John Reed (1887 - 1920)
O
século XX foi o da tentativa de materialização das grandes utopias modernas,
confrontando opiniões e levando a duas grandes guerras de caráter mundial.
Já
em 1917, a revolução bolchevique passou a embalar o sonho da maioria dos
marxistas, que tiveram a chance de acompanhar a implantação da primeira
experiência mais sólida de um estado socialista – pelo menos, de acordo com os
conceitos leninistas. Também, a Itália viveu a sua utopia, a de um estado
fascista, que influenciaria a experiência nazista de Hitler e falanges em todo
o mundo.
Na
América do Norte, a burguesia liberal aprofundou a sociedade de mercado,
levando-a a um plano inimaginável, com novos produtos, novas organizações para
o trabalho (divulgado por Hollywood, o modo de vida americano passou a ser
invejado por muitos). Na China chocaram-se, numa grande guerra civil, as forças
e ideias de Mao Zedong e do Kuumitang. Mesmo os japoneses não ficaram imunes a
esse movimento global, e tentaram aprofundar seu grande sonho: o de um grande
Japão, estendendo-se por toda a Ásia.

■ ■ ■ ■ ■

- O que se pede:
[a] Diga se cada afirmação abaixo concorda com o trecho, respondendo sim ou não e citando as palavras do trecho que decidem. (i) A Itália viveu a utopia de um estado fascista. (ii) A revolução bolchevique ocorreu em 1920. (iii) Na guerra civil chinesa, as forças de Mao Zedong enfrentaram o Japão.
[b] Reescreva o trecho, tudo desde "John Reed (1887" até "de caráter mundial.", trocando "materialização" por "concretização".

- Dados coletados:
■ ■ ■ ■ ■

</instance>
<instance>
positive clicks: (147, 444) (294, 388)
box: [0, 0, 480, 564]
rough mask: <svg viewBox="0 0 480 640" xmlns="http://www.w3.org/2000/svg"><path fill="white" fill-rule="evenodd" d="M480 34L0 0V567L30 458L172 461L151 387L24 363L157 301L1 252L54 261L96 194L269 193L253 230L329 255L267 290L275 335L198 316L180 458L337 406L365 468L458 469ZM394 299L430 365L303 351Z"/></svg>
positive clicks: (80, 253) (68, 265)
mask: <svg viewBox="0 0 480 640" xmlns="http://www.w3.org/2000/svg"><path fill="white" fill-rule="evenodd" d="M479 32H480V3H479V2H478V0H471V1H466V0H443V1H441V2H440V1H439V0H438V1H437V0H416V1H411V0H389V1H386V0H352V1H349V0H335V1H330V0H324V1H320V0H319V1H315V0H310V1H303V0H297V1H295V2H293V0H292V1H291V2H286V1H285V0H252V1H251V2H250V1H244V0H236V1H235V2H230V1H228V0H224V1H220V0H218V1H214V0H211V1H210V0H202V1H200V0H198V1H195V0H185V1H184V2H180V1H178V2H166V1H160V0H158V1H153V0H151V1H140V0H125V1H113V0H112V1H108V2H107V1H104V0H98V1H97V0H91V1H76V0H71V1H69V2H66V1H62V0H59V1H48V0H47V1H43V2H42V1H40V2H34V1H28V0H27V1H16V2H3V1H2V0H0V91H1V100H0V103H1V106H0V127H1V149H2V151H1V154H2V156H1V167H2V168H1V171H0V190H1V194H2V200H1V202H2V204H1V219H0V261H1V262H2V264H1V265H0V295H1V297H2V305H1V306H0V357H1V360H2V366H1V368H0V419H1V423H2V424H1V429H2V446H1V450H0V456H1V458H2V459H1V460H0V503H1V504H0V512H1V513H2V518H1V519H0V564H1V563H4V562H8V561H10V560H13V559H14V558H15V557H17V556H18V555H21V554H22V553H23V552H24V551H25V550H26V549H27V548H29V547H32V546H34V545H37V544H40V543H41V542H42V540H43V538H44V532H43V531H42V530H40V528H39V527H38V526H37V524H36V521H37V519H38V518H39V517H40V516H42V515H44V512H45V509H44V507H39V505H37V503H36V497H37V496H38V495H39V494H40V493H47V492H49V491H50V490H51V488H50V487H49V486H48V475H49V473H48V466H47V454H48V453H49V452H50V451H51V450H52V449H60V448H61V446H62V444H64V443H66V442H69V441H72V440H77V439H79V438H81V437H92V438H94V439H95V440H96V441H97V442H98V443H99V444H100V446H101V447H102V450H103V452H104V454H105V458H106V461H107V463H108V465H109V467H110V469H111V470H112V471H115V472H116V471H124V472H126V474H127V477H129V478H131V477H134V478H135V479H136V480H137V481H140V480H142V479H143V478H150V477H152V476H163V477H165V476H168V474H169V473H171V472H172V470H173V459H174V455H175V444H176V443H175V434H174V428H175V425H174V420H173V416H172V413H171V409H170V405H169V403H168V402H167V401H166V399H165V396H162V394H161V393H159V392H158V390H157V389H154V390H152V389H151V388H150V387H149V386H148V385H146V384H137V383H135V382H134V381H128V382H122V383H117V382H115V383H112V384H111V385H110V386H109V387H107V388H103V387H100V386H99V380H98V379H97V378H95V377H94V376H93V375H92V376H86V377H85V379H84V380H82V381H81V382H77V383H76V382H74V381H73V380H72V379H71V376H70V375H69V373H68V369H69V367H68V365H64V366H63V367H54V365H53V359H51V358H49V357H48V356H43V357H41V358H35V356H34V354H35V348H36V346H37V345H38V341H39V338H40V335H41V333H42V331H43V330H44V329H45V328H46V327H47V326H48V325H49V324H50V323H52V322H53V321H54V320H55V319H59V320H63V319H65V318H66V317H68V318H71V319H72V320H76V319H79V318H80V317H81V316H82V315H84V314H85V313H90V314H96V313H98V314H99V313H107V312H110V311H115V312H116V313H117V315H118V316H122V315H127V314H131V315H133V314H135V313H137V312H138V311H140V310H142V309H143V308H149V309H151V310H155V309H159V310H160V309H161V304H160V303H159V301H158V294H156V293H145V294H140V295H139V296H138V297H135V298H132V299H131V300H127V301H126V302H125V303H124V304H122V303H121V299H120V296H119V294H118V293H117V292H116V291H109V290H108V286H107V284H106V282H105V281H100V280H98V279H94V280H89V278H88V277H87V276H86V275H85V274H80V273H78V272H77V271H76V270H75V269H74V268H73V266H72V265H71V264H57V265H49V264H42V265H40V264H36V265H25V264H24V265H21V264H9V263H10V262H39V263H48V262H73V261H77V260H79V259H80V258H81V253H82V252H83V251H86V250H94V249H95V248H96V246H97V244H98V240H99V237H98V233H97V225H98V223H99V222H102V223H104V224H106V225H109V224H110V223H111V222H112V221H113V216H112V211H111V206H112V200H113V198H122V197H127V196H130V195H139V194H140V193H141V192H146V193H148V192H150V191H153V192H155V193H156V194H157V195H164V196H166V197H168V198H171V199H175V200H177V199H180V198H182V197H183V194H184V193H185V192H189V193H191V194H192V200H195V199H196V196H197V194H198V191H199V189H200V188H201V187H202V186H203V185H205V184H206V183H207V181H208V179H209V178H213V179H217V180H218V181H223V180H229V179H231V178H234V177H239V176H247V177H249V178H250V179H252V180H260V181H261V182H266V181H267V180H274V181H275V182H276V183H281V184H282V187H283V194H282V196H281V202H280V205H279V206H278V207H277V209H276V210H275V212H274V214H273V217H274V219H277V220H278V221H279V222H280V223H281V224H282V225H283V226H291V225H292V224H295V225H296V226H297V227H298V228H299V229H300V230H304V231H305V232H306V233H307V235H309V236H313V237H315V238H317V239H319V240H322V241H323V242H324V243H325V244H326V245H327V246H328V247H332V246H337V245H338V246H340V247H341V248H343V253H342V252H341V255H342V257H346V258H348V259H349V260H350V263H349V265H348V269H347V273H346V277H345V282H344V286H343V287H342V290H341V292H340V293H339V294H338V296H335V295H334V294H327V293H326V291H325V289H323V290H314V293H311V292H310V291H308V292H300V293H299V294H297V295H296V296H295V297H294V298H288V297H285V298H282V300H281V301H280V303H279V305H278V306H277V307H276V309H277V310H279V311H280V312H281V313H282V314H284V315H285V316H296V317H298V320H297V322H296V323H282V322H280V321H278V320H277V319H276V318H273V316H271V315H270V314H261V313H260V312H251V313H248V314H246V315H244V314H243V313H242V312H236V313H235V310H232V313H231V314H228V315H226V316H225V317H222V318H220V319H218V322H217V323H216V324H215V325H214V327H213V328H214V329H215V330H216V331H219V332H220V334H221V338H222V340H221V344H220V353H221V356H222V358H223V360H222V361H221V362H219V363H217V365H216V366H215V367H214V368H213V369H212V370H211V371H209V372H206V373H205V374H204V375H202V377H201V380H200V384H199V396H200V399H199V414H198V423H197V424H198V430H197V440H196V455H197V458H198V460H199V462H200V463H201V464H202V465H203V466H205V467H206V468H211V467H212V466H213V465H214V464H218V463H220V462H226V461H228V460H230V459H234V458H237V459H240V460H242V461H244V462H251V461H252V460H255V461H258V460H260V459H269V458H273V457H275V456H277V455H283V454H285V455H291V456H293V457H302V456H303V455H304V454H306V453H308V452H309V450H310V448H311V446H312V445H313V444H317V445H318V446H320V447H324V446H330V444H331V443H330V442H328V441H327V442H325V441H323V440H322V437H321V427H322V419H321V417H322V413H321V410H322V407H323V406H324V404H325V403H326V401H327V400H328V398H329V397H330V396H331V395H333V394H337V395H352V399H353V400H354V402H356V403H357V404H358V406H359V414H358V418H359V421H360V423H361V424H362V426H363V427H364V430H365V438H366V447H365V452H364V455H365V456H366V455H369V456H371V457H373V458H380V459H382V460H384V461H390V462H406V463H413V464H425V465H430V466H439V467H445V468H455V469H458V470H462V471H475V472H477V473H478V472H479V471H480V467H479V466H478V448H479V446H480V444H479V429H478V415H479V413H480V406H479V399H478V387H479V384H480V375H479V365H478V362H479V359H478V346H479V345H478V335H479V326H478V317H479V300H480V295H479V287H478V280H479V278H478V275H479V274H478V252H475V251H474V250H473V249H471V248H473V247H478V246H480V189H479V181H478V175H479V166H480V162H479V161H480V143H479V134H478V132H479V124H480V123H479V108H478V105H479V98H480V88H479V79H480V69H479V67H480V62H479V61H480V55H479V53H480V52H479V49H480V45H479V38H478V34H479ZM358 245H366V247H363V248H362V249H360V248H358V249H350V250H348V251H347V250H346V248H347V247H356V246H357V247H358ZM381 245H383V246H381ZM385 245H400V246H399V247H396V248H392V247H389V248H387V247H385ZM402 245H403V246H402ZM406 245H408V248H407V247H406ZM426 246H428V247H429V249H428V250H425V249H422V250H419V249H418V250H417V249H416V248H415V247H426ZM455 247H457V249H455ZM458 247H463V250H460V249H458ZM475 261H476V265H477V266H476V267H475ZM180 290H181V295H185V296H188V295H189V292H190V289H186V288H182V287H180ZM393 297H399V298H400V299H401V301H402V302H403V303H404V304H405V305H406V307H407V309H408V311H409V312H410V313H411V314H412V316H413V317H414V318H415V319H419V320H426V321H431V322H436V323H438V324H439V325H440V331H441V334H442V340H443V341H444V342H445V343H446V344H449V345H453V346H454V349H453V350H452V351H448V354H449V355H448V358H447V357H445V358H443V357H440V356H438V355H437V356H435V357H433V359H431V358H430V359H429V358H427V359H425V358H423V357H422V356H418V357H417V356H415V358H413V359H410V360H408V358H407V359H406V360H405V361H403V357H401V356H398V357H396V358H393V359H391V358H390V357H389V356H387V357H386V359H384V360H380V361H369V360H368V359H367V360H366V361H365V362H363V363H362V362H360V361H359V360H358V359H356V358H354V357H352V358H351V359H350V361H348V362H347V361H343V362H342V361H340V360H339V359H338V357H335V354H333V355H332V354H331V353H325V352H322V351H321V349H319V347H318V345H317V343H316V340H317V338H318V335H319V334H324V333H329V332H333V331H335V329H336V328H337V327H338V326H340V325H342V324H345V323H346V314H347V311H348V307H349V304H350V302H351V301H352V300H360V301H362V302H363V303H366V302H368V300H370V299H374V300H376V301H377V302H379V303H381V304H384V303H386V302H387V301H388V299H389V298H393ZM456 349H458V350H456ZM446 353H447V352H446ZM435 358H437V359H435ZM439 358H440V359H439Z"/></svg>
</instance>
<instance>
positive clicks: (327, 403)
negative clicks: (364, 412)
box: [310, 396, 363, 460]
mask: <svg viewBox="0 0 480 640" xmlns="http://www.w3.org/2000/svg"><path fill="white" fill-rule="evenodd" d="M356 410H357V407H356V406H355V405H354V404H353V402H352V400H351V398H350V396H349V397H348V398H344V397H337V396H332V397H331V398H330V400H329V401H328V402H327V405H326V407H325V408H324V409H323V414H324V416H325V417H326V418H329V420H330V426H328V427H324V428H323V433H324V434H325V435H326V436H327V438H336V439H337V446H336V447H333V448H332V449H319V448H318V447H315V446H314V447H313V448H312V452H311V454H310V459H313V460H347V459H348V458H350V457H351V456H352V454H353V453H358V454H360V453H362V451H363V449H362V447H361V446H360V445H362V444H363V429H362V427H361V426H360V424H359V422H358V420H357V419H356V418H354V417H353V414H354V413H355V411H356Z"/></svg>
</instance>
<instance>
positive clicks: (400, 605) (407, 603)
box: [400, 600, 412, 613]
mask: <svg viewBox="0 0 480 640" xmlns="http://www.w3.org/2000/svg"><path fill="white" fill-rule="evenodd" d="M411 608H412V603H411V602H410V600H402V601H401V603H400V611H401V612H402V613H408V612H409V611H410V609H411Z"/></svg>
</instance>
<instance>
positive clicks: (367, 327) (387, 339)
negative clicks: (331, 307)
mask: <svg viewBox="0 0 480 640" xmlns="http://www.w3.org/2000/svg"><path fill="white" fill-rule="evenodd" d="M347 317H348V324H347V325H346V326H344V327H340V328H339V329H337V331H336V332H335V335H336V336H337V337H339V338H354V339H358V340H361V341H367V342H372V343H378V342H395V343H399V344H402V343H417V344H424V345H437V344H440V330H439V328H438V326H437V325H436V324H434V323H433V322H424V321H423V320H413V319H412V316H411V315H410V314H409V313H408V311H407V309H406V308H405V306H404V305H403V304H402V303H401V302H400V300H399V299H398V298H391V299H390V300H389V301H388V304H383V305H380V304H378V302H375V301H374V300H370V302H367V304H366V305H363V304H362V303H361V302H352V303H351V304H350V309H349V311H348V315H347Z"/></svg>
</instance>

■ ■ ■ ■ ■

- Soluções por tarefa:
[a]
(i) Sim: "a Itália viveu a sua utopia, a de um estado fascista".
(ii) Não: "em 1917, a revolução bolchevique".
(iii) Não: "as forças e ideias de Mao Zedong e do Kuumitang".

[b]
John Reed (1887 - 1920)
O
século XX foi o da tentativa de concretização das grandes utopias modernas,
confrontando opiniões e levando a duas grandes guerras de caráter mundial.